# ENUNCIADO 1
De acordo com a análise do Projeto de Lei 48/21, por qual período mínimo o novo contratante deve garantir a estabilidade empregatícia ao empregado demitido?
----
1- Trata-se de análise jurídica do Projeto de Lei (PL) 48/21, que pretende flexibilizar a quarentena para recontratação de empregados em empresas terceirizadas.

1.1- O texto está assim proposto:
 

Art. 1º O artigo 5º-C da Lei nº 6.019, de 3 de janeiro de 1974, passa a vigorar com a seguinte redação:

“Art. 5º-C. Poderá figurar como contratada, nos termos do art. 4º-A desta Lei, a pessoa jurídica cujos sócios tenham prestado serviços à contratante na qualidade de empregado ou trabalhando sem vínculo empregatício.” (NR).


Art. 2º O artigo 5º-D da Lei nº 6.019, de 3 de janeiro de 1974, passa a vigorar com a seguinte redação:

“Art. 5º-D. O empregado que for demitido somente poderá prestar serviços para esta mesma empresa na qualidade de empregado de empresa prestadora de serviços antes do decurso de prazo de dezoito meses, contados a partir da demissão do empregado, se o novo contratante garantir:
I - a estabilidade empregatícia por um período mínimo de seis meses;
II - que o salário base seja, no mínimo, do mesmo valor recebido da empresa anterior;
III - a manutenção do valor salarial base, sem qualquer redução.
IV - que o empregado receberá cursos de treinamento e capacitação, fornecidos gratuitamente pela nova empresa contratante” (NR)

Art. 3º Esta lei entra em vigor na data de sua publicação.

2- Afirma o parlamentar que a legislação trabalhista, “com o propósito de proteger o emprego dos trabalhadores da indústria brasileira, acabou por, na verdade, provocar inúmeros casos de demissão”, uma vez que impõe óbice à contratação deles por empresa especializada antes do prazo de 18 meses, contados a partir da demissão.

2.1- Desta forma, propõe esta alteração legislativa para “introduzir uma nova possibilidade de contratação”, permitindo a contratação do empregado demitido sem cumprindo do “pedágio”, desde que observados alguns requisitos e, também, pessoa jurídica cujos sócios tenham prestado serviços à contratante na qualidade de empregado.

 

II- Análise

 

Aspectos formais

 

3- Sob o ponto de vista do processo legislativo constitucional, não há óbice à atuação parlamentar inicial no caso, pois a matéria não se sujeita à iniciativa privativa do Presidente da República (CF, art. 61 e § 1º).

 

4- No aspecto federativo, a proposição tem curso no Congresso Nacional, ambiente parlamentar adequado. Também está submetida ao processo legislativo pertinente à mudança/alteração pretendida, pois compete à União, por Lei Ordinária, legislar nessa matéria (CF, art. 22, I).
----
# ENUNCIADO 2
Indique quantas linhas da listagem contêm a palavra "shirt", informando apenas o número.

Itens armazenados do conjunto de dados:
----
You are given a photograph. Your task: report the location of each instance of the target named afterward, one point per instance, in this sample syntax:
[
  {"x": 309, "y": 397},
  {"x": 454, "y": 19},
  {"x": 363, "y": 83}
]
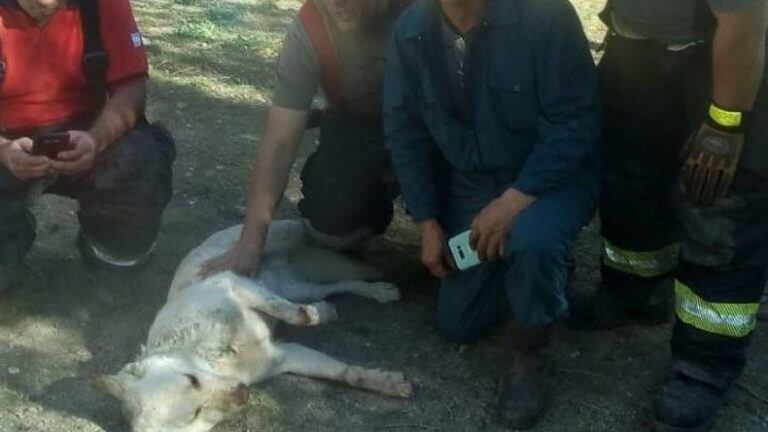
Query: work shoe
[
  {"x": 686, "y": 405},
  {"x": 603, "y": 311},
  {"x": 524, "y": 394}
]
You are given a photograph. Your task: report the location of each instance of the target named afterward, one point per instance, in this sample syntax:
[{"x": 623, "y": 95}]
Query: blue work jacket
[{"x": 533, "y": 95}]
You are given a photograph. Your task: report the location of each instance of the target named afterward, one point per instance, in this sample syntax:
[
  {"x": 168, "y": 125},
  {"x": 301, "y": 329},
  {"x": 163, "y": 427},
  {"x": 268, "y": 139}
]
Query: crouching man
[
  {"x": 78, "y": 70},
  {"x": 491, "y": 115}
]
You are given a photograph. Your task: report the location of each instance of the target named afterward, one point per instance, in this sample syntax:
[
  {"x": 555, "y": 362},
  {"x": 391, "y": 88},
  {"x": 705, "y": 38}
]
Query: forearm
[
  {"x": 738, "y": 54},
  {"x": 122, "y": 110},
  {"x": 268, "y": 183},
  {"x": 4, "y": 144}
]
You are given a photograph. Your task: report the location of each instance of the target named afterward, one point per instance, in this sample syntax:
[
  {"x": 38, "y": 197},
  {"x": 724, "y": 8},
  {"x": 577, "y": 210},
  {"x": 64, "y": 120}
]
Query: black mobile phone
[{"x": 51, "y": 144}]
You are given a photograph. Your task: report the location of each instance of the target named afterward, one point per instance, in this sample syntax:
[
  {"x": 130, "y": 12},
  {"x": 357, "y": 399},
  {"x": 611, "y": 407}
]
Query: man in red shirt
[{"x": 79, "y": 67}]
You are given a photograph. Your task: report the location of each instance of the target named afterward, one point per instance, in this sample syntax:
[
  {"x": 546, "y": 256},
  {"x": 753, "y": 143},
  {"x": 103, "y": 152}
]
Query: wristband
[{"x": 725, "y": 118}]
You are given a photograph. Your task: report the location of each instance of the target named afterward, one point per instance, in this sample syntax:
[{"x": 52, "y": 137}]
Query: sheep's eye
[{"x": 193, "y": 380}]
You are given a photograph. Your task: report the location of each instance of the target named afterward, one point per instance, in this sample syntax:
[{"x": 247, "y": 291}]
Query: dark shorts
[
  {"x": 121, "y": 198},
  {"x": 348, "y": 184}
]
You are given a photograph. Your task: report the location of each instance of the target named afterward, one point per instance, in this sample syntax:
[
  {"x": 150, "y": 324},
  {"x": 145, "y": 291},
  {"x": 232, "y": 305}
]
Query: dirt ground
[{"x": 211, "y": 61}]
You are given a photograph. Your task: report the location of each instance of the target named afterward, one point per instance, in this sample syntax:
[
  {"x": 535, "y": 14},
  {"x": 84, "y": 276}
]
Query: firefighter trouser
[
  {"x": 653, "y": 100},
  {"x": 529, "y": 282},
  {"x": 348, "y": 184},
  {"x": 121, "y": 201}
]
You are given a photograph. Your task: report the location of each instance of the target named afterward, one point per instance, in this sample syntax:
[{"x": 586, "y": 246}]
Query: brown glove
[{"x": 712, "y": 156}]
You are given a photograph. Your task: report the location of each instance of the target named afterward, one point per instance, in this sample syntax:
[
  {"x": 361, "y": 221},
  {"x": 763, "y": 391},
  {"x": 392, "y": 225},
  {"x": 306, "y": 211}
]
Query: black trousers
[
  {"x": 348, "y": 184},
  {"x": 653, "y": 100},
  {"x": 121, "y": 200}
]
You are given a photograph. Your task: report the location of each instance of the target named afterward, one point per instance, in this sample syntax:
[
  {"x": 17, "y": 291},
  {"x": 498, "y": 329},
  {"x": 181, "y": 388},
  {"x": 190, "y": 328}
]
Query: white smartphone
[{"x": 463, "y": 255}]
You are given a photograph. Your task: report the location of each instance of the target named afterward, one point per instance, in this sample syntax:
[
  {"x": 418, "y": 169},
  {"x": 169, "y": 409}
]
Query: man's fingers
[
  {"x": 725, "y": 184},
  {"x": 711, "y": 184},
  {"x": 448, "y": 259},
  {"x": 210, "y": 266},
  {"x": 70, "y": 155},
  {"x": 482, "y": 248}
]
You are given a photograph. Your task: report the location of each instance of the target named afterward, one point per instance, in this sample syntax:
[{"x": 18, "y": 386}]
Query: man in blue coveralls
[{"x": 490, "y": 111}]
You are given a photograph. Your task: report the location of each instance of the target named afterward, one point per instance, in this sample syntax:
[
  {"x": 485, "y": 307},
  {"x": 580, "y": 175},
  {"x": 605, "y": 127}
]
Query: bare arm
[
  {"x": 119, "y": 115},
  {"x": 738, "y": 55},
  {"x": 277, "y": 151},
  {"x": 124, "y": 108}
]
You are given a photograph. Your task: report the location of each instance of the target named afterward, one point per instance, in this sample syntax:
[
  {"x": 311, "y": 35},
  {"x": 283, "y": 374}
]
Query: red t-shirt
[{"x": 44, "y": 81}]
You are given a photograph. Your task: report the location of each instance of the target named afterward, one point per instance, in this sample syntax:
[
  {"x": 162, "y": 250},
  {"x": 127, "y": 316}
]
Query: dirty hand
[
  {"x": 80, "y": 158},
  {"x": 17, "y": 158},
  {"x": 434, "y": 253},
  {"x": 712, "y": 155},
  {"x": 242, "y": 258},
  {"x": 491, "y": 226}
]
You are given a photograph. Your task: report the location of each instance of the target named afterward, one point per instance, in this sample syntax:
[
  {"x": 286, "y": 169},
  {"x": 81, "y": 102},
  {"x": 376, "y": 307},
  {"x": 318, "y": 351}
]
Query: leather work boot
[
  {"x": 524, "y": 393},
  {"x": 686, "y": 405},
  {"x": 603, "y": 311}
]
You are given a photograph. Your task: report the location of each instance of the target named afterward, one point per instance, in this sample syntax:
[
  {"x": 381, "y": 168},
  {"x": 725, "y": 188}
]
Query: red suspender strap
[{"x": 330, "y": 69}]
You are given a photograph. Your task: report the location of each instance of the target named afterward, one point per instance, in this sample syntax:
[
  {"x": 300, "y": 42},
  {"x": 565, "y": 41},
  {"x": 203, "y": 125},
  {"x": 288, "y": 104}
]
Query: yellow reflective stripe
[
  {"x": 726, "y": 319},
  {"x": 724, "y": 117},
  {"x": 643, "y": 264}
]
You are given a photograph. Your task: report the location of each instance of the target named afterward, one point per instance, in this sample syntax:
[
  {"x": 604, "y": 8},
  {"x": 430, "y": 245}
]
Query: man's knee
[
  {"x": 536, "y": 245},
  {"x": 17, "y": 232},
  {"x": 348, "y": 241}
]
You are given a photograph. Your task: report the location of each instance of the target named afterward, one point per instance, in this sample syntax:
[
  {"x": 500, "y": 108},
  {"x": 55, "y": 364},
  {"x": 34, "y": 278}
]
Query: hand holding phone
[
  {"x": 463, "y": 255},
  {"x": 50, "y": 145}
]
----
# RESULTADO FINAL 1
Por um período mínimo de seis meses.

# RESULTADO FINAL 2
2